### PROBLEM STATEMENT
Render the lines below, from the one containing "Please spot the building window" through the end of them, as a JSON list of strings with one string per line and blank lines omitted.

### GIVEN RECORDS

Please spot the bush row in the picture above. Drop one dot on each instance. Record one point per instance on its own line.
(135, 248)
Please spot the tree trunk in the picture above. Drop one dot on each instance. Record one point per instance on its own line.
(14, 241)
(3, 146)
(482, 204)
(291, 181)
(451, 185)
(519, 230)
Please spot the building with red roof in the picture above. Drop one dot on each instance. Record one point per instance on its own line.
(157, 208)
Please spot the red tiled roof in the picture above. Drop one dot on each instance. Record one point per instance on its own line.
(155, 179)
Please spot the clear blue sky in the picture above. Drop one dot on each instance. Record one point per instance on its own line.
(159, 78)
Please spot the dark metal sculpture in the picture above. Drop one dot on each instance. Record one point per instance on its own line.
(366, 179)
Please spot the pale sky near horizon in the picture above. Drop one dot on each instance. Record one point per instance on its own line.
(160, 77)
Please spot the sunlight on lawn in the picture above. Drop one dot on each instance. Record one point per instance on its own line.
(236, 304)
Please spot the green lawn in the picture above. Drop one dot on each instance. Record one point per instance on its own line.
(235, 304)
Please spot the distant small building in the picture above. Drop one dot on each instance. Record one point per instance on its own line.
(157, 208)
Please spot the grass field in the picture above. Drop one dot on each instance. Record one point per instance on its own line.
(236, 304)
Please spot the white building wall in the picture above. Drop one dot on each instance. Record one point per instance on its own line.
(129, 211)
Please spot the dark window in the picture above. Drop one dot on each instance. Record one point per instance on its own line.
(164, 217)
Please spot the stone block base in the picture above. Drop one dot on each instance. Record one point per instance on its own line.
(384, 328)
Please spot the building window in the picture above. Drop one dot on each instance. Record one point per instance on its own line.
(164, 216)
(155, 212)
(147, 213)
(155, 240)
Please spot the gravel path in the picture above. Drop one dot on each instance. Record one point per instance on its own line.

### REPLY TO THE EXERCISE
[
  "Please spot the building window in the picture above. Drop one dot on each instance. Record one point per instance on its own line.",
  "(164, 216)",
  "(155, 212)",
  "(147, 213)",
  "(155, 240)",
  "Please spot the gravel path in the picture above. Drop one dot on each instance. Record one point per instance on its own line."
]